→ **Short task**
Are you able to quote each entry exactly as written?
--- START Given records ---
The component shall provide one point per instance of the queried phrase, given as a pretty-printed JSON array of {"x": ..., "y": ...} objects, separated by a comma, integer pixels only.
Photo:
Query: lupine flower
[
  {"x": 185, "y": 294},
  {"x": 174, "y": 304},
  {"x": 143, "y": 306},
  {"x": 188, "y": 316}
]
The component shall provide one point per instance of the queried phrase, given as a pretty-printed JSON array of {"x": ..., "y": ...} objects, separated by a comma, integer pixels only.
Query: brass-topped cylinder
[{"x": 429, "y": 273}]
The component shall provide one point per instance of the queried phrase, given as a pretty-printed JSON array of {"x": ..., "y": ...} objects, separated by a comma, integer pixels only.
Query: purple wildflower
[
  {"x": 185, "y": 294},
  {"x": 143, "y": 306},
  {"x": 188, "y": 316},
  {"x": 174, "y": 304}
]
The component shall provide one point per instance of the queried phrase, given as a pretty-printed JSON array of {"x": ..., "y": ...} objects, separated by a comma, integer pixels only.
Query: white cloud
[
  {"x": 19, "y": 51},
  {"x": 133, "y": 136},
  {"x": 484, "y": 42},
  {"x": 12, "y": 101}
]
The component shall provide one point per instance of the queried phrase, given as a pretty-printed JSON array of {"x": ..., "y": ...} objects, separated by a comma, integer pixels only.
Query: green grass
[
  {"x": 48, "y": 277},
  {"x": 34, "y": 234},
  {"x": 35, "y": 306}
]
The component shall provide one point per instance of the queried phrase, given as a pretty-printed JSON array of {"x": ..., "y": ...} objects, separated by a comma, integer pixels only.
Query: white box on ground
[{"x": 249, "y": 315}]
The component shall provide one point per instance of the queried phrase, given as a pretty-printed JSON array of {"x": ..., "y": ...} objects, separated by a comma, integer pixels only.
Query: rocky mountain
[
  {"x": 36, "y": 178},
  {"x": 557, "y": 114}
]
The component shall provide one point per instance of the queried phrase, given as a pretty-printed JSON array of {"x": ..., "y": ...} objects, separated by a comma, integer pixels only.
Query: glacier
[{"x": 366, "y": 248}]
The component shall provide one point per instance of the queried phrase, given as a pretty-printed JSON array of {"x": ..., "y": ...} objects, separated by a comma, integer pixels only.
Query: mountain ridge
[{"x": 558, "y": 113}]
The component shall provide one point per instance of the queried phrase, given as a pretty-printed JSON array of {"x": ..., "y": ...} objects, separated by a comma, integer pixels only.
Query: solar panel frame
--- END Given records ---
→ **Output of the task**
The component shall provide one point per instance of the queried phrase, given as a pretty-printed JSON array of {"x": ..., "y": ...} objects, separated by a comma, integer pixels only.
Photo:
Query: lupine flower
[
  {"x": 185, "y": 294},
  {"x": 174, "y": 304},
  {"x": 143, "y": 306},
  {"x": 188, "y": 316}
]
The component shall provide one point per instance of the queried phrase, given as a pretty-printed JSON array of {"x": ..., "y": ...} objects, separated by a comma, integer pixels only.
Query: brass-topped cylinder
[{"x": 429, "y": 273}]
The component shall provide one point per instance of the queried phrase, given as a pretty-printed JSON array of {"x": ..., "y": ...} objects, separated by a comma, integer pixels only.
Query: purple wildflower
[
  {"x": 185, "y": 294},
  {"x": 143, "y": 306},
  {"x": 188, "y": 316},
  {"x": 174, "y": 304}
]
The component shall provide one point per instance of the queried phrase, given as a pretty-printed JSON array of {"x": ..., "y": ...} objects, separated by a comma, integer pixels only.
Query: white cloud
[
  {"x": 19, "y": 51},
  {"x": 133, "y": 136},
  {"x": 484, "y": 42},
  {"x": 12, "y": 101}
]
The component shall provide one point per instance of the queried phrase, given as a pretty-printed JSON array of {"x": ..., "y": ...} objects, separated by a comma, integer pixels only.
Query: green grass
[
  {"x": 48, "y": 277},
  {"x": 34, "y": 234},
  {"x": 35, "y": 306}
]
The component shall provide one point per instance of the queried phrase, given as a pretty-printed JSON array of {"x": ..., "y": ...} objects, separated by a comma, integer pixels only.
Query: white box on ground
[{"x": 249, "y": 315}]
The component shall provide one point per instance of the queried phrase, given as a pretty-printed JSON array of {"x": ..., "y": ...} objects, separated by a comma, integer pixels only.
Query: rocky mountain
[
  {"x": 36, "y": 178},
  {"x": 557, "y": 114}
]
The component shall provide one point per instance of the queried phrase, given as a pretty-printed JSON array of {"x": ..., "y": ...} objects, separated by a comma, integer pixels only.
Query: glacier
[{"x": 366, "y": 248}]
The component shall provide one point per instance of the queried phrase, given as a pretty-printed JSON array of {"x": ..., "y": ...} objects, separated by a comma, integer pixels only.
Query: mountain ridge
[{"x": 558, "y": 113}]
The component shall provide one point per instance of the queried phrase, given as a pretty-printed JSON array of {"x": ..., "y": ...} objects, separated by a comma, integer pixels only.
Query: solar panel frame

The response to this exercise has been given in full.